__Your instructions__:
Locate the line that contains "Task: where can the white foam". Retype it and every line after it to the end of the records, exactly, but not the pictures.

Items listed in a dataset:
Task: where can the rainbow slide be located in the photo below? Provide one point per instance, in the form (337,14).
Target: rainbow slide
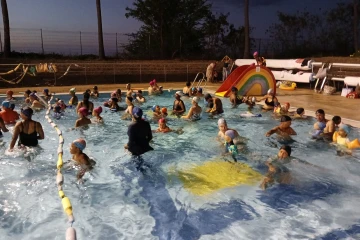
(252,80)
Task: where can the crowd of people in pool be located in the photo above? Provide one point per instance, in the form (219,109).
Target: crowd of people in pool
(28,132)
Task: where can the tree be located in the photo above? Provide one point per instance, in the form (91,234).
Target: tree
(7,44)
(356,21)
(247,29)
(100,33)
(165,22)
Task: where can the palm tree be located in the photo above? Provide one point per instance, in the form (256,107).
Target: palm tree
(100,34)
(356,3)
(247,26)
(7,46)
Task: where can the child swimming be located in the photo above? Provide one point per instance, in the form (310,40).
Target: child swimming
(86,164)
(277,171)
(283,129)
(83,120)
(96,113)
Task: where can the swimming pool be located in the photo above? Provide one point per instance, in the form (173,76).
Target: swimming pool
(119,202)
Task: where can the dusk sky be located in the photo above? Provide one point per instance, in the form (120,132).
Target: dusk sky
(80,15)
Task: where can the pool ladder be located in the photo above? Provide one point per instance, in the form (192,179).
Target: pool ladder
(200,81)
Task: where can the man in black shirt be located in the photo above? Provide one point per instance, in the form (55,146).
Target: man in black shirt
(139,133)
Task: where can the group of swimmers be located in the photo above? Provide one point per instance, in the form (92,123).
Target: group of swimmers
(29,131)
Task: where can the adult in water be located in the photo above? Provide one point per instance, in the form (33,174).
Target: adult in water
(178,106)
(217,104)
(259,60)
(7,114)
(86,103)
(195,110)
(330,125)
(73,100)
(186,89)
(35,104)
(270,100)
(28,131)
(139,133)
(234,98)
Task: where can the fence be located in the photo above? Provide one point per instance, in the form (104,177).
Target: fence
(74,43)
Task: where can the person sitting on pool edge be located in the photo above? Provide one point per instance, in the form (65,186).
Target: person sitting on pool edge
(7,114)
(96,113)
(283,129)
(277,171)
(86,164)
(217,105)
(234,98)
(95,93)
(47,95)
(73,100)
(178,106)
(28,131)
(83,120)
(195,110)
(270,100)
(140,135)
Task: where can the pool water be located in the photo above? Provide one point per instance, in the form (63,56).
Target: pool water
(119,202)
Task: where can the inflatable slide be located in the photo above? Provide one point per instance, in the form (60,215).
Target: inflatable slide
(301,64)
(252,80)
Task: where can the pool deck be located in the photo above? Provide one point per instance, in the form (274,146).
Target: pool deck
(348,109)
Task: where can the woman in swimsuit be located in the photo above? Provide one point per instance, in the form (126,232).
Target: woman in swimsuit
(28,131)
(270,100)
(86,103)
(195,111)
(179,106)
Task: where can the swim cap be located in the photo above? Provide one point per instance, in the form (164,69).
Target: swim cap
(28,112)
(83,111)
(207,96)
(196,99)
(230,134)
(57,108)
(137,112)
(98,110)
(153,108)
(300,110)
(221,121)
(287,149)
(6,104)
(321,125)
(285,118)
(345,127)
(80,144)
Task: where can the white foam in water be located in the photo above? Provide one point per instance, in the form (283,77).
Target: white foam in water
(118,202)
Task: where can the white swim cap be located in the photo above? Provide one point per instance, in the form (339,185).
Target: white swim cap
(221,121)
(196,99)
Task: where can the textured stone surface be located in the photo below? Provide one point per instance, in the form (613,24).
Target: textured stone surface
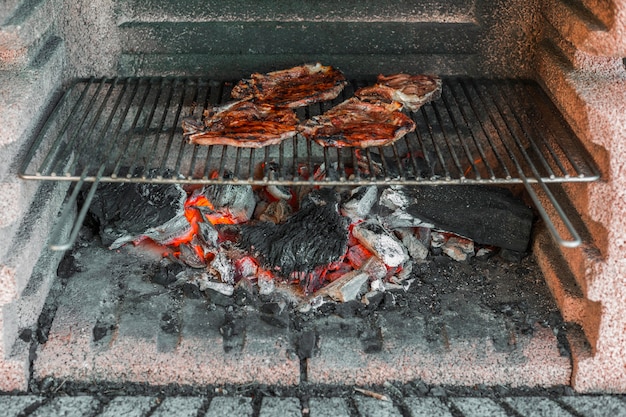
(478,407)
(432,407)
(328,407)
(588,83)
(179,406)
(68,407)
(136,345)
(287,407)
(230,406)
(373,407)
(592,406)
(408,354)
(540,407)
(129,406)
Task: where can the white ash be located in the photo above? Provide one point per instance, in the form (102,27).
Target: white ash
(236,201)
(279,191)
(437,240)
(377,285)
(203,281)
(163,234)
(311,303)
(247,268)
(208,234)
(190,257)
(393,198)
(382,243)
(459,249)
(414,245)
(346,288)
(266,284)
(375,268)
(222,268)
(360,203)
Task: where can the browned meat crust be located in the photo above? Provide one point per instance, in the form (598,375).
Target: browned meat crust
(356,123)
(242,124)
(412,91)
(294,87)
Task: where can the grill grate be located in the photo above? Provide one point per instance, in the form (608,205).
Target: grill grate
(478,132)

__Written reply__:
Task: where can the white foam in water be located in the photo above? Provide one point per instance, in the form (283,77).
Target: white foam in water
(118,202)
Task: where can the white swim cap be located in the photo above? Provide one point per instance, in the form (339,185).
Target: white swim cap
(221,121)
(196,99)
Task: where can the textured stone surface be located in the photo below? Provide one point per instance, in the form (613,24).
Target: textured stone surface
(478,407)
(432,407)
(328,407)
(588,83)
(179,406)
(68,407)
(136,345)
(287,407)
(230,406)
(373,407)
(592,406)
(408,354)
(540,407)
(129,406)
Task: where can the white ash be located in the photo above? Provide one point per instance, in the form (102,27).
Target: white ash
(236,201)
(279,191)
(437,240)
(377,285)
(203,281)
(163,234)
(311,303)
(247,268)
(208,234)
(190,257)
(393,198)
(382,243)
(459,249)
(414,245)
(346,288)
(266,284)
(375,268)
(222,268)
(360,203)
Task: where can the browned meat crust be located in the photo above? Provide one point per instance, in the form (598,375).
Target: browned meat crust
(356,123)
(242,124)
(412,91)
(294,87)
Task: where can the grill grate be located in the photo above? Provide one point per instance, in the form (608,205).
Target: grill grate
(478,132)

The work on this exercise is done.